■ Short exercise a
Go through the listing below and copy out each line that contains the string "metal". Case counts.

[MUD-Dev] DGN: Effect of voice chat on game design

Brett Bibby research at gamebrains.com
Mon Oct 18 04:14:53 CEST 2004


Richard A. Bartle wrote:

> I wrote an article on this subject last year for Game Girl
> Advance.
> http://www.gamegirladvance.com/archives/2003/07/28/not_yet_you_fools.html
> The follow-up discussion went the usual way, with more and more
> people getting it into their heads that the article concerned
> something it didn't. The (current) final comment, dated May 18th,
> says as much.

Nice article. These are the issues I'm thinking about.  There are so
many ways to look at the problem, so I will look at some of the
common assumptions.  I'm just thinking out loud here, but I'm hoping
to gain some insight from others who have real world experience
rather than my conjecture.  Sorry for the long post!

  Assumption #1: RP'ers can easily differentiate/switch between
  non-RP OOC voice chat versus RP text chat

Is it possible that this is correlated to the player's previous
gaming experience? If I spent my youth playing D&D and RP'ing in
front of RL people, then perhaps I learned the difference between
RP'ing and RL and respect both.  Conversely, if I only ever played
CS/Unreal/Quake it wouldn't even occur to me that I could RP, and
the voice chat is simply a speed-typing tool: What I say would be
closely correlated to what I would have communicated via text
without voice.  Someone such as myself has never played D&D or any
live RP game, but rather only online games and I was definately in
the latter group.  It was only after reading Richard Bartle's book
on Virtual Worlds that I tried any sort of RP'ing, and I'm still
uncomfortable sometimes.  But ultimately my comfort comes from the
idea of anonymity. Without anonymity, I wouldn't dare to RP at all
and I still decline invitations to live RP games.  I haven't seen
any RP guilds that use voice, although surely there are, but are
they perhaps a minority of players?  And aren't they experienced
enough at RP'ing to use voice more successfully than non-RP'ers?

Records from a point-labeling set
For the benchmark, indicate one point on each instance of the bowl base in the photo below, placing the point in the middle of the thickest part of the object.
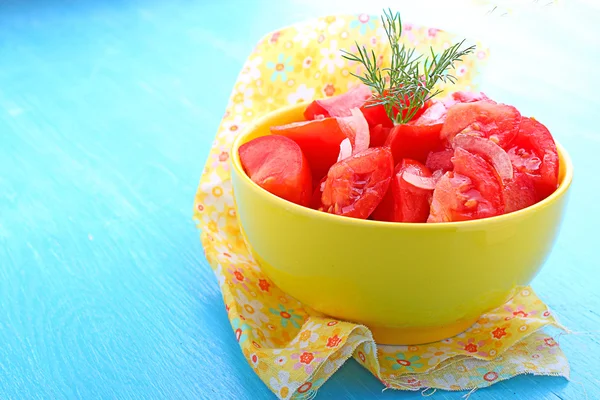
(414, 336)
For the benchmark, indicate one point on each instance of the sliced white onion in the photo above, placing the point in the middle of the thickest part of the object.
(345, 149)
(437, 175)
(482, 146)
(422, 182)
(356, 128)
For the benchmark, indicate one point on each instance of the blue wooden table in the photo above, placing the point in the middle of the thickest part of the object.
(107, 112)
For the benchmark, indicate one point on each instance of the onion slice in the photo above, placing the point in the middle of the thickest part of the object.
(345, 149)
(485, 147)
(356, 128)
(422, 182)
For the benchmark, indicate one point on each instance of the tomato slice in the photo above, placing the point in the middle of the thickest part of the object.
(339, 106)
(405, 202)
(497, 122)
(534, 152)
(316, 203)
(440, 160)
(355, 186)
(464, 97)
(278, 165)
(472, 191)
(414, 140)
(379, 135)
(319, 140)
(433, 115)
(489, 150)
(519, 192)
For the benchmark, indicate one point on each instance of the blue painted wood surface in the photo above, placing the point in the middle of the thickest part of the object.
(107, 111)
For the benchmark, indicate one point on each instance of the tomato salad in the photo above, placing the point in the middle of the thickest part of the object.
(461, 158)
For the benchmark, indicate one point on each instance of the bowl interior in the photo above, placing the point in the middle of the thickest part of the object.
(295, 113)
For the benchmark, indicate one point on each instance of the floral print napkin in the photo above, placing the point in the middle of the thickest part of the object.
(293, 349)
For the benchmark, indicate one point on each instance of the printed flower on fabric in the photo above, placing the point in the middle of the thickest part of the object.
(251, 70)
(306, 360)
(304, 62)
(238, 277)
(251, 309)
(240, 329)
(281, 67)
(364, 23)
(231, 128)
(400, 361)
(550, 345)
(473, 347)
(306, 33)
(309, 389)
(302, 94)
(489, 375)
(281, 384)
(332, 57)
(452, 382)
(287, 316)
(308, 335)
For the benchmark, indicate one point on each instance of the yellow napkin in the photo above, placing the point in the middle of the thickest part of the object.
(293, 349)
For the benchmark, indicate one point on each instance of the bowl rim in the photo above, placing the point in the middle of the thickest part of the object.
(564, 185)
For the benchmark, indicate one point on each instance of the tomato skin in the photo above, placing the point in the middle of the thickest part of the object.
(278, 165)
(534, 152)
(319, 140)
(404, 202)
(472, 190)
(355, 185)
(497, 122)
(340, 105)
(414, 141)
(315, 202)
(519, 192)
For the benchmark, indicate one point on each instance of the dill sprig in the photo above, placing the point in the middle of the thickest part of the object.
(410, 80)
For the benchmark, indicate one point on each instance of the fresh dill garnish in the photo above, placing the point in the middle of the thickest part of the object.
(410, 80)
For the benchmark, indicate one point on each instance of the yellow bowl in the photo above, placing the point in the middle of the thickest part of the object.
(409, 283)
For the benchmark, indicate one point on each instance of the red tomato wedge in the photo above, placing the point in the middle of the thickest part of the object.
(379, 135)
(376, 115)
(440, 160)
(472, 191)
(433, 115)
(489, 150)
(414, 141)
(316, 202)
(339, 106)
(519, 192)
(407, 199)
(534, 152)
(497, 122)
(319, 140)
(277, 164)
(355, 186)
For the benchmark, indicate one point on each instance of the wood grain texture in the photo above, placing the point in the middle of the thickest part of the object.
(107, 112)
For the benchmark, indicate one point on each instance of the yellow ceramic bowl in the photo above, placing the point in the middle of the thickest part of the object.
(409, 283)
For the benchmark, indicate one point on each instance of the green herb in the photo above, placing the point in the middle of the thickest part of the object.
(410, 80)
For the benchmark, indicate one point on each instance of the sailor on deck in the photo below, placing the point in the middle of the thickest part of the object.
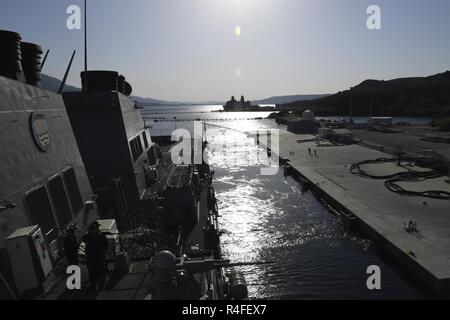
(71, 245)
(96, 244)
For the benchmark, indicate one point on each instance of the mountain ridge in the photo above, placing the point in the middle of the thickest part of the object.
(411, 96)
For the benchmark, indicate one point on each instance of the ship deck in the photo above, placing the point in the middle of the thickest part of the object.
(133, 285)
(380, 212)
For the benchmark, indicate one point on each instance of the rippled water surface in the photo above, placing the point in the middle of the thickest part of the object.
(267, 218)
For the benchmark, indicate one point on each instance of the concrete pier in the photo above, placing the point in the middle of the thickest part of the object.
(381, 213)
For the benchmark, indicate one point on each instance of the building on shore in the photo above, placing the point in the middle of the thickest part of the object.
(241, 105)
(307, 124)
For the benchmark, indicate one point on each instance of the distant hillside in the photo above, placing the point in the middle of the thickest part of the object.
(419, 96)
(153, 102)
(52, 84)
(289, 99)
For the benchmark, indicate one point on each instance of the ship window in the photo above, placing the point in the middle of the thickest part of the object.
(139, 143)
(40, 210)
(70, 180)
(144, 136)
(60, 201)
(136, 148)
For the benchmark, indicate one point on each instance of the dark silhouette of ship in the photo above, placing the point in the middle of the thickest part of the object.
(72, 159)
(242, 105)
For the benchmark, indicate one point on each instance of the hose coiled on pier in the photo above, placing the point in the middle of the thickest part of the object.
(392, 180)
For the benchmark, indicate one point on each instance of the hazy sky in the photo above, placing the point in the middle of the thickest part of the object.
(188, 50)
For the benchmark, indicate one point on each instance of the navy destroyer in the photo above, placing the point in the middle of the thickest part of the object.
(71, 159)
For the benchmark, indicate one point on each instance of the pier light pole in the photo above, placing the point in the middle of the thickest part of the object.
(85, 78)
(351, 111)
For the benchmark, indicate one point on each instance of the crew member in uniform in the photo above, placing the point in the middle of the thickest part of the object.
(71, 246)
(96, 244)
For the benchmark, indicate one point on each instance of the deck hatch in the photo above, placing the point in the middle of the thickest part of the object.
(73, 190)
(60, 201)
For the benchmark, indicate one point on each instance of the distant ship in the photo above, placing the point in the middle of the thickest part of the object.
(238, 106)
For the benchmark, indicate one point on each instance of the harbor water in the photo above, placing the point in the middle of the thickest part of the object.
(269, 218)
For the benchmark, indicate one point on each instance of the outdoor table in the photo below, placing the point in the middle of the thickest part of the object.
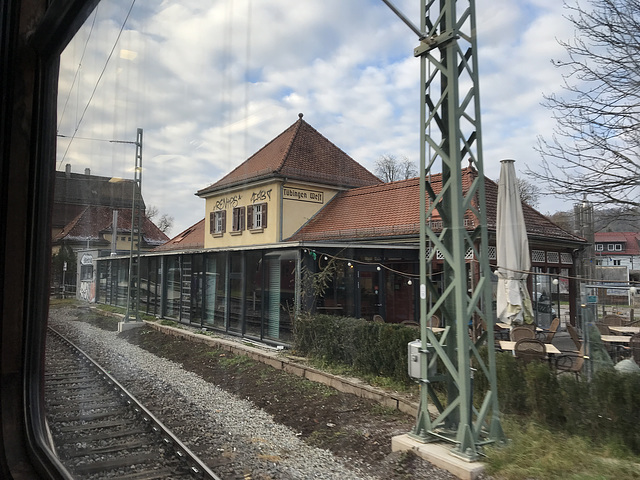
(615, 338)
(506, 326)
(549, 347)
(630, 330)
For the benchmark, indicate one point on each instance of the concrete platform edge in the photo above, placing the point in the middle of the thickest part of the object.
(440, 455)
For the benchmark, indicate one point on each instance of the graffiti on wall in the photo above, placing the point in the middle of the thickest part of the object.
(261, 196)
(228, 202)
(87, 291)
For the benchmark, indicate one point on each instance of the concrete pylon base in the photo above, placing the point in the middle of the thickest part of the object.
(123, 327)
(440, 455)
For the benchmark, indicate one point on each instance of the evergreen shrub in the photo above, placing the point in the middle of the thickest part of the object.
(606, 408)
(371, 348)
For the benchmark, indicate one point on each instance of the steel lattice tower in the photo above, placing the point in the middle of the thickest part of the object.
(450, 134)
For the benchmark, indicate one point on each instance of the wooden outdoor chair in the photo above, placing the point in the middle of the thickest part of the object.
(410, 323)
(614, 320)
(518, 333)
(530, 350)
(573, 333)
(634, 346)
(553, 328)
(570, 363)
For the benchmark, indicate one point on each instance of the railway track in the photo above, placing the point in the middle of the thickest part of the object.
(100, 430)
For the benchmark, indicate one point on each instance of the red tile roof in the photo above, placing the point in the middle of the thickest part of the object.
(630, 239)
(190, 239)
(392, 210)
(299, 153)
(94, 220)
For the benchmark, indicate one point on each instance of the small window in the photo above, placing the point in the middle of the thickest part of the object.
(237, 222)
(86, 272)
(257, 216)
(217, 222)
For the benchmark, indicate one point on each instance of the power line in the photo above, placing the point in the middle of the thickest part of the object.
(98, 81)
(75, 77)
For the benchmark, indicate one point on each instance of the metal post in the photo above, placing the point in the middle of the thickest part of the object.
(133, 290)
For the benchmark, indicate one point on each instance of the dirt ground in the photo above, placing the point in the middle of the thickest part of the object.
(355, 429)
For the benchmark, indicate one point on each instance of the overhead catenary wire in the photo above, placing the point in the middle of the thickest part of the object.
(75, 76)
(95, 88)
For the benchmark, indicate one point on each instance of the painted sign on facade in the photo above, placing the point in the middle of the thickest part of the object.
(302, 195)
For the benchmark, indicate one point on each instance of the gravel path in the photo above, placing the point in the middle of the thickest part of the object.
(235, 438)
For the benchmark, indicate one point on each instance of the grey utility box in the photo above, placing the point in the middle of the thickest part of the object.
(414, 360)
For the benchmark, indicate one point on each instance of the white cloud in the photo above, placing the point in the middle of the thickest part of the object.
(212, 82)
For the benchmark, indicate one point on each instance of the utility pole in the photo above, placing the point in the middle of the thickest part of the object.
(450, 132)
(133, 290)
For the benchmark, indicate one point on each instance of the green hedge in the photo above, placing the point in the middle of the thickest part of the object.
(607, 408)
(604, 409)
(371, 348)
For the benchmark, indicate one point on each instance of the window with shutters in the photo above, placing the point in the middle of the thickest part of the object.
(237, 221)
(217, 222)
(257, 216)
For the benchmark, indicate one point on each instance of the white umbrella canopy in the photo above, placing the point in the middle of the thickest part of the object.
(513, 304)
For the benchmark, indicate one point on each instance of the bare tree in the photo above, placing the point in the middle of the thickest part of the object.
(529, 192)
(151, 212)
(389, 168)
(596, 145)
(164, 223)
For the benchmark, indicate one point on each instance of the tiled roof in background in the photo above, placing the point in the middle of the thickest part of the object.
(190, 239)
(392, 210)
(95, 220)
(298, 153)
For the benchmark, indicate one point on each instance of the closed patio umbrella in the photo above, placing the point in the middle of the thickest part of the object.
(513, 301)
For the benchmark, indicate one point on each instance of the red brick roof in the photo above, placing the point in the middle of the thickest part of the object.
(94, 220)
(302, 153)
(630, 239)
(190, 239)
(392, 210)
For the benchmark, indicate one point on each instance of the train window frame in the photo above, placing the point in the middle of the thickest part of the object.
(33, 34)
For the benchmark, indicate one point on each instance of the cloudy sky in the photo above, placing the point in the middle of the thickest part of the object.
(212, 82)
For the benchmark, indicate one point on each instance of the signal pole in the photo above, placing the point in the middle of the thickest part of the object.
(133, 290)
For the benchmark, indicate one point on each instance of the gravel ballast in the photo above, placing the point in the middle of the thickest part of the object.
(234, 437)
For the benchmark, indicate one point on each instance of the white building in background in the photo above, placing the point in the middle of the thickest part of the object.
(618, 249)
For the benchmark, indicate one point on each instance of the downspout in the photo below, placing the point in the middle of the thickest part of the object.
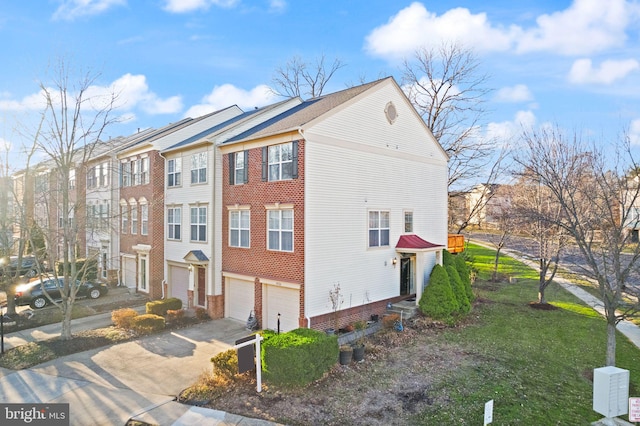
(301, 132)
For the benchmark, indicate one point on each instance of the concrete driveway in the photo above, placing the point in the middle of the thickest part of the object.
(113, 384)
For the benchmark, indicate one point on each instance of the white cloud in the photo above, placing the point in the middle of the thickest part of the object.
(583, 72)
(414, 27)
(585, 27)
(509, 130)
(132, 91)
(517, 93)
(185, 6)
(72, 9)
(227, 94)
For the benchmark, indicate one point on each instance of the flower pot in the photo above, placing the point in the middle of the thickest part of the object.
(358, 353)
(345, 356)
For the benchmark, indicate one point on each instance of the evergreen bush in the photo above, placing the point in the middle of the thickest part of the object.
(437, 300)
(458, 290)
(298, 357)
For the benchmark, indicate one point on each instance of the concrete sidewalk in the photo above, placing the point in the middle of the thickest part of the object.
(137, 380)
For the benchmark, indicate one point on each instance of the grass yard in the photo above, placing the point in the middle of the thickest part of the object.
(536, 365)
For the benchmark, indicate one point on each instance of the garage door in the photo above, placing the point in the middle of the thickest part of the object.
(129, 272)
(285, 301)
(179, 283)
(239, 299)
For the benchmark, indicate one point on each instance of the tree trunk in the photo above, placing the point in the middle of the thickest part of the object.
(65, 333)
(611, 344)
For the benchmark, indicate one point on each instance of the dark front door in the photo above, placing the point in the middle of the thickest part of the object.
(201, 286)
(406, 276)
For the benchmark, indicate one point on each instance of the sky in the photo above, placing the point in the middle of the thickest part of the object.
(575, 64)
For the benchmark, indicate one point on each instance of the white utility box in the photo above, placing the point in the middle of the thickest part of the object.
(611, 391)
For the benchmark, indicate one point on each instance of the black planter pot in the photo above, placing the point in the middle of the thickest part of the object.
(358, 353)
(345, 356)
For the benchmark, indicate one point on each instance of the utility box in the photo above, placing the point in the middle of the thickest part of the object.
(611, 391)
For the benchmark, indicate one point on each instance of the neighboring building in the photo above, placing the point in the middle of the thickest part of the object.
(193, 176)
(141, 203)
(348, 190)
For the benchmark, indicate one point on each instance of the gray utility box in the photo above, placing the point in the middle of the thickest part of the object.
(611, 391)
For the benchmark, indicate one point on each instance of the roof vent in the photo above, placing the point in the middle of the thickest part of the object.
(390, 112)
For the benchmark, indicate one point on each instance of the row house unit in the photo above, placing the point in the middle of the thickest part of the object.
(271, 210)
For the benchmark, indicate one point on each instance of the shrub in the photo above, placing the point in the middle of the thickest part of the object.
(175, 315)
(201, 313)
(437, 300)
(465, 276)
(458, 290)
(225, 364)
(389, 321)
(122, 318)
(298, 357)
(147, 323)
(160, 307)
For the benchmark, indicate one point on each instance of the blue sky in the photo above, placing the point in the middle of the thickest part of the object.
(572, 63)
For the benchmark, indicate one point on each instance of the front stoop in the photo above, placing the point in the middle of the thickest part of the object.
(407, 308)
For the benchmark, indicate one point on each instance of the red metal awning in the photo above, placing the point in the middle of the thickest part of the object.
(414, 242)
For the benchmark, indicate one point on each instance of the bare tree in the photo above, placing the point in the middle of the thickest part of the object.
(449, 90)
(303, 78)
(596, 198)
(537, 215)
(74, 117)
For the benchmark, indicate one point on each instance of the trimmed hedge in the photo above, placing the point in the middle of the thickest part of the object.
(160, 307)
(298, 357)
(147, 323)
(437, 300)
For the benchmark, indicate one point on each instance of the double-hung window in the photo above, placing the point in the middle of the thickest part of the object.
(198, 224)
(174, 172)
(199, 168)
(144, 217)
(378, 228)
(134, 218)
(174, 221)
(280, 162)
(280, 232)
(238, 168)
(239, 228)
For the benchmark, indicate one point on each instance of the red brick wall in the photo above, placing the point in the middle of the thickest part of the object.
(257, 261)
(154, 193)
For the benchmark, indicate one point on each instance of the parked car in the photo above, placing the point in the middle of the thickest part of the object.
(33, 295)
(28, 266)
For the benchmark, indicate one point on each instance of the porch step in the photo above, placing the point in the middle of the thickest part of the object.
(408, 308)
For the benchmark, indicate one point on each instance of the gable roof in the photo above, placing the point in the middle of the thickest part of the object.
(304, 113)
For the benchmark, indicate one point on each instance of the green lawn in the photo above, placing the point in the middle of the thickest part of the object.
(536, 365)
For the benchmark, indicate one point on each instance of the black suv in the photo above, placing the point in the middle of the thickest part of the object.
(28, 266)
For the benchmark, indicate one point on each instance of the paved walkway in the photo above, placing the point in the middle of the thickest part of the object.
(137, 380)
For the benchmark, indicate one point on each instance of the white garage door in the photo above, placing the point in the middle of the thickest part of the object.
(239, 299)
(285, 301)
(129, 272)
(179, 283)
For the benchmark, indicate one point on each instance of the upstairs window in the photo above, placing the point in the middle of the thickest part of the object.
(378, 228)
(280, 232)
(199, 168)
(198, 224)
(238, 168)
(280, 162)
(174, 172)
(174, 220)
(239, 225)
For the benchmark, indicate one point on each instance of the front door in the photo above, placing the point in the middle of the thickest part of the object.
(407, 276)
(201, 286)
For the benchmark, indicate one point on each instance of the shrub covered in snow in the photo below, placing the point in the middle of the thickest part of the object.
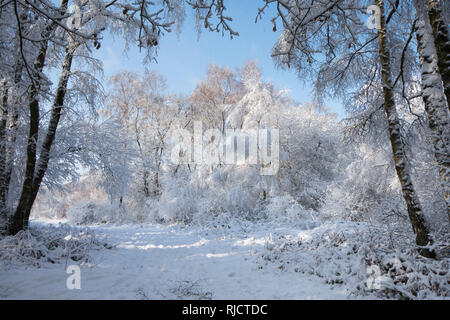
(39, 245)
(87, 213)
(365, 260)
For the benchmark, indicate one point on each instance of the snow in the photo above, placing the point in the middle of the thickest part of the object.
(171, 262)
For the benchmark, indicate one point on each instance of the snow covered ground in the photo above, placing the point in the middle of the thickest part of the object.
(171, 262)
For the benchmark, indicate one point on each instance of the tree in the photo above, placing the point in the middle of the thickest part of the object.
(328, 41)
(433, 95)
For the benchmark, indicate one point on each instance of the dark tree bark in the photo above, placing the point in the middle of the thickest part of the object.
(19, 220)
(442, 42)
(434, 99)
(403, 170)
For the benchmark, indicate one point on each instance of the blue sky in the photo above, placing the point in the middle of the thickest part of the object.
(183, 58)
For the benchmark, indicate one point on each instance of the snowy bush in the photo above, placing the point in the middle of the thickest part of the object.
(86, 213)
(359, 257)
(39, 245)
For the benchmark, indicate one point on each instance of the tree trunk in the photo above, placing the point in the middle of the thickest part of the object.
(442, 43)
(413, 205)
(434, 99)
(20, 218)
(23, 212)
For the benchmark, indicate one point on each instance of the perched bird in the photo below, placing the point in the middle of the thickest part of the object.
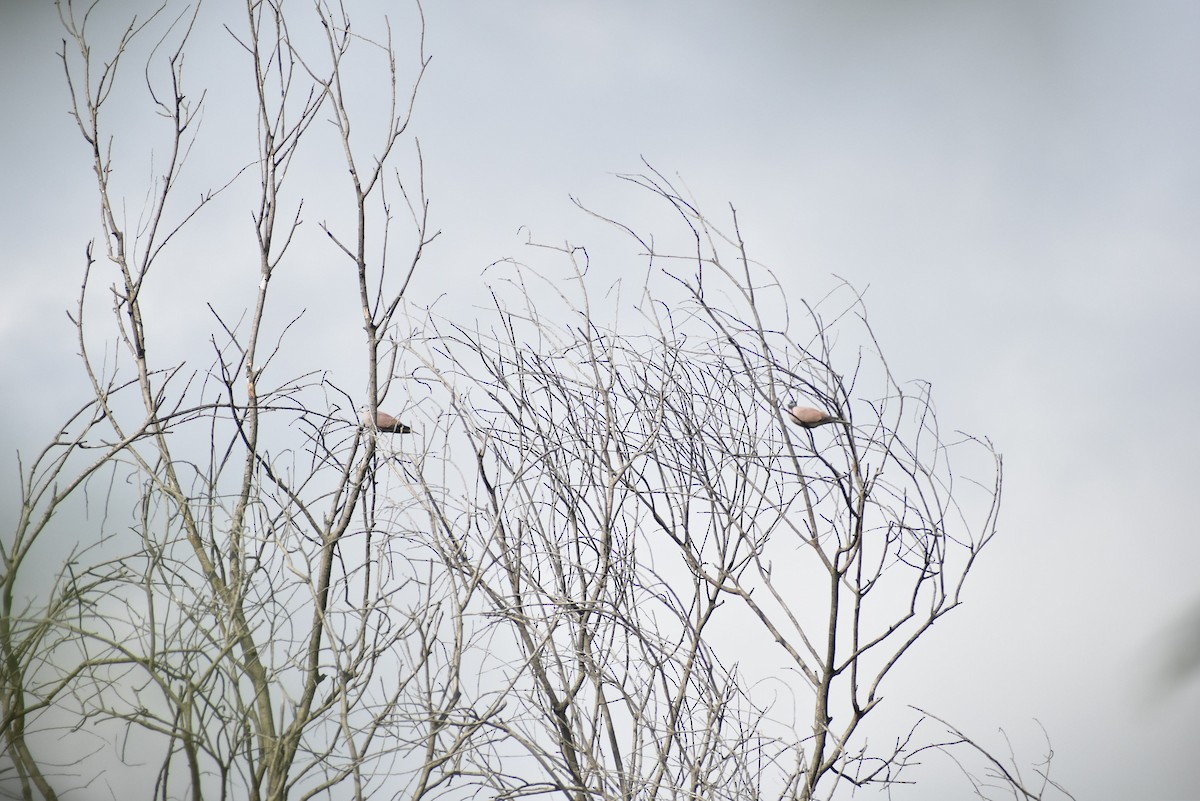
(385, 423)
(810, 417)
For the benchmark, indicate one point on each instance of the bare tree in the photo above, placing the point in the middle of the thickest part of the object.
(256, 634)
(645, 516)
(604, 564)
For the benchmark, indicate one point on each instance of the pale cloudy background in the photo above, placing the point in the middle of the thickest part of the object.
(1017, 182)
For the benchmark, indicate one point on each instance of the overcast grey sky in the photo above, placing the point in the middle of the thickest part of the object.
(1018, 184)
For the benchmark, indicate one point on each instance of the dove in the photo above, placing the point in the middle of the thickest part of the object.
(385, 423)
(810, 417)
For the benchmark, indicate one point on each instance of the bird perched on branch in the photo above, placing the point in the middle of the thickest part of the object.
(810, 417)
(385, 423)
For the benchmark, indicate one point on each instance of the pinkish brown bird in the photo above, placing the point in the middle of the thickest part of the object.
(385, 423)
(810, 417)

■ Short exercise b
Repeat the whole post on voice chat and game design, word for word.

■ Complete response a
For the benchmark, indicate one point on each instance of the metal post in the photo above, placing the point in the middle of the thickest part of the object.
For the benchmark, indicate one point on each instance of the red metal awning in the photo above, placing the point in the middle of the thickest part of the object.

■ Complete response b
[MUD-Dev] DGN: Effect of voice chat on game design

Brett Bibby research at gamebrains.com
Mon Oct 18 04:14:53 CEST 2004


Richard A. Bartle wrote:

> I wrote an article on this subject last year for Game Girl
> Advance.
> http://www.gamegirladvance.com/archives/2003/07/28/not_yet_you_fools.html
> The follow-up discussion went the usual way, with more and more
> people getting it into their heads that the article concerned
> something it didn't. The (current) final comment, dated May 18th,
> says as much.

Nice article. These are the issues I'm thinking about.  There are so
many ways to look at the problem, so I will look at some of the
common assumptions.  I'm just thinking out loud here, but I'm hoping
to gain some insight from others who have real world experience
rather than my conjecture.  Sorry for the long post!

  Assumption #1: RP'ers can easily differentiate/switch between
  non-RP OOC voice chat versus RP text chat

Is it possible that this is correlated to the player's previous
gaming experience? If I spent my youth playing D&D and RP'ing in
front of RL people, then perhaps I learned the difference between
RP'ing and RL and respect both.  Conversely, if I only ever played
CS/Unreal/Quake it wouldn't even occur to me that I could RP, and
the voice chat is simply a speed-typing tool: What I say would be
closely correlated to what I would have communicated via text
without voice.  Someone such as myself has never played D&D or any
live RP game, but rather only online games and I was definately in
the latter group.  It was only after reading Richard Bartle's book
on Virtual Worlds that I tried any sort of RP'ing, and I'm still
uncomfortable sometimes.  But ultimately my comfort comes from the
idea of anonymity. Without anonymity, I wouldn't dare to RP at all
and I still decline invitations to live RP games.  I haven't seen
any RP guilds that use voice, although surely there are, but are
they perhaps a minority of players?  And aren't they experienced
enough at RP'ing to use voice more successfully than non-RP'ers?